>>

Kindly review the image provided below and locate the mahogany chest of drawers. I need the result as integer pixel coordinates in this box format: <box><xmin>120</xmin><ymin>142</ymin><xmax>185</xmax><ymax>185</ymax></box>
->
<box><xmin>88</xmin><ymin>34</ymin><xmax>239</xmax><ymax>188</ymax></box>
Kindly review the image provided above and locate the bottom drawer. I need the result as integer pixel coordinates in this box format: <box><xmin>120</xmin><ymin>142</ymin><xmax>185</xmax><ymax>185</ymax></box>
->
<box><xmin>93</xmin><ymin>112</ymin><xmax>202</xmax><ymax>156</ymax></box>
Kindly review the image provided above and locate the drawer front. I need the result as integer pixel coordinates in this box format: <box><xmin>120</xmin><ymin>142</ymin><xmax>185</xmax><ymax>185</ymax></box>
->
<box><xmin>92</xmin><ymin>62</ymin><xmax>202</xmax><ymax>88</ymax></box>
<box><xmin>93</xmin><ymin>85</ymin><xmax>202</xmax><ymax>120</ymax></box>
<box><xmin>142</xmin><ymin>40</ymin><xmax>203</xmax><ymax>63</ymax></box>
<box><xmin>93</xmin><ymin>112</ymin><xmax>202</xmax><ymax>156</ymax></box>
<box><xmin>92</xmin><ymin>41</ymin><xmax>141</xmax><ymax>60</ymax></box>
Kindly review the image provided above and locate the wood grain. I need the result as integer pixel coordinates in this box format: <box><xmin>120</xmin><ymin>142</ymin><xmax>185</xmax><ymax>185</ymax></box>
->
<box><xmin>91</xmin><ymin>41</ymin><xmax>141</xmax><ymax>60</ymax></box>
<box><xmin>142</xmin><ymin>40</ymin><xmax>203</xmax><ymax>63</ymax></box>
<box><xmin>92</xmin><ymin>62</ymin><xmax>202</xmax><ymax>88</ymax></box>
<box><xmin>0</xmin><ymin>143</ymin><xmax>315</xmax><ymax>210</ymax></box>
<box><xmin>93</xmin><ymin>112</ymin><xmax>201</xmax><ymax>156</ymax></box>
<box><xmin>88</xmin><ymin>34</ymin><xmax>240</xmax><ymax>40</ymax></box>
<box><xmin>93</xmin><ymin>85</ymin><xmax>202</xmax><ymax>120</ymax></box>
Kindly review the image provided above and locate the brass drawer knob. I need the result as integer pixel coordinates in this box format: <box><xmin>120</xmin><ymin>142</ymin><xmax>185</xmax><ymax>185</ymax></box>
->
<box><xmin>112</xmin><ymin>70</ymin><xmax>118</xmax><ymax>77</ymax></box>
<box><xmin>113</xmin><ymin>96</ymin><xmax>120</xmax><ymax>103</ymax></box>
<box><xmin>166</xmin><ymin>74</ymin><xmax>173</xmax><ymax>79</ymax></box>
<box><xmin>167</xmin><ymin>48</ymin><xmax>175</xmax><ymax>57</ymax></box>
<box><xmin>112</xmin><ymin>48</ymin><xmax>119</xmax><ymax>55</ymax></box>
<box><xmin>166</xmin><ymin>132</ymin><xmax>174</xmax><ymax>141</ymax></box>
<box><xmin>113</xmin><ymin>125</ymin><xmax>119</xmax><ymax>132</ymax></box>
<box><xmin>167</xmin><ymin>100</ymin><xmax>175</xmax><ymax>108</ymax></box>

<<

- _Work to be completed_: Pull out every line above that contains the string "this", treating uppercase and lowercase as different.

- _Full response_:
Kindly review the image provided below and locate the mahogany chest of drawers. I need the result as integer pixel coordinates in this box format: <box><xmin>120</xmin><ymin>142</ymin><xmax>185</xmax><ymax>185</ymax></box>
Kindly review the image provided above and locate the bottom drawer. I need the result as integer pixel coordinates in this box format: <box><xmin>120</xmin><ymin>142</ymin><xmax>185</xmax><ymax>185</ymax></box>
Kindly review the image provided above and locate the drawer front. I need the result as integer pixel coordinates in this box format: <box><xmin>120</xmin><ymin>142</ymin><xmax>185</xmax><ymax>185</ymax></box>
Kindly review the image provided above and locate the wood grain. I need the result as integer pixel coordinates in this box format: <box><xmin>120</xmin><ymin>142</ymin><xmax>185</xmax><ymax>185</ymax></box>
Kindly review the image provided above and locate the brass drawer knob. I need the result as integer pixel coordinates in this box format: <box><xmin>120</xmin><ymin>142</ymin><xmax>185</xmax><ymax>185</ymax></box>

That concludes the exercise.